Your goal:
Lines from the one containing "the red reflector" through the final line of the entries below: reproduce them exactly, all of them and only them.

(Stored items from a collection)

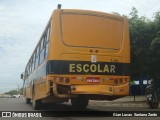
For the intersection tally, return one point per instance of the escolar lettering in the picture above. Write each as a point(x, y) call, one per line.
point(92, 68)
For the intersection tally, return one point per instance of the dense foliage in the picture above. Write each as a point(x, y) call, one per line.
point(145, 45)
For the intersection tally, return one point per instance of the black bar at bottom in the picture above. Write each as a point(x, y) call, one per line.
point(79, 113)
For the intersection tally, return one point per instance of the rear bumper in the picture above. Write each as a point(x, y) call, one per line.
point(121, 90)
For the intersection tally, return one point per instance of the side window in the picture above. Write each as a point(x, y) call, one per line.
point(37, 57)
point(47, 42)
point(42, 44)
point(33, 61)
point(42, 56)
point(46, 51)
point(48, 34)
point(30, 66)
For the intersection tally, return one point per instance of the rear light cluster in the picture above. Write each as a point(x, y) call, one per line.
point(120, 80)
point(62, 79)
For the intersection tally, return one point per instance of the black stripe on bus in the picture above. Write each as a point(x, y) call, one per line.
point(67, 67)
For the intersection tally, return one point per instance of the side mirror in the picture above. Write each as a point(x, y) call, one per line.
point(22, 76)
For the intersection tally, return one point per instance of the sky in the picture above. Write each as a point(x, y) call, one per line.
point(23, 21)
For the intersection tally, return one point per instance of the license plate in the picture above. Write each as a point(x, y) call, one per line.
point(92, 80)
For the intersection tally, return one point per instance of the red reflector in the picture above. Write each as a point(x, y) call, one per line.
point(111, 79)
point(67, 80)
point(91, 51)
point(121, 90)
point(121, 80)
point(61, 79)
point(92, 80)
point(116, 81)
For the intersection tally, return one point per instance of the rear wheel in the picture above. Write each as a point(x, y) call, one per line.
point(36, 104)
point(80, 102)
point(28, 100)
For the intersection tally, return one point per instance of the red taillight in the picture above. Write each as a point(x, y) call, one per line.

Response to this task:
For the intersection tally, return one point per instance of the red reflector in the picture above. Write each as a point(x, y) call, one per line.
point(111, 79)
point(67, 80)
point(91, 51)
point(121, 90)
point(121, 80)
point(61, 79)
point(92, 80)
point(116, 81)
For the intersection tally, return one point per instance of the rear wheel in the picture above. Write each as a point(x, y) call, one per line.
point(36, 104)
point(80, 102)
point(28, 100)
For the intersection tally, return one point per instance of the red taillight in the picture above. Write each as a point(x, y) call, one per line.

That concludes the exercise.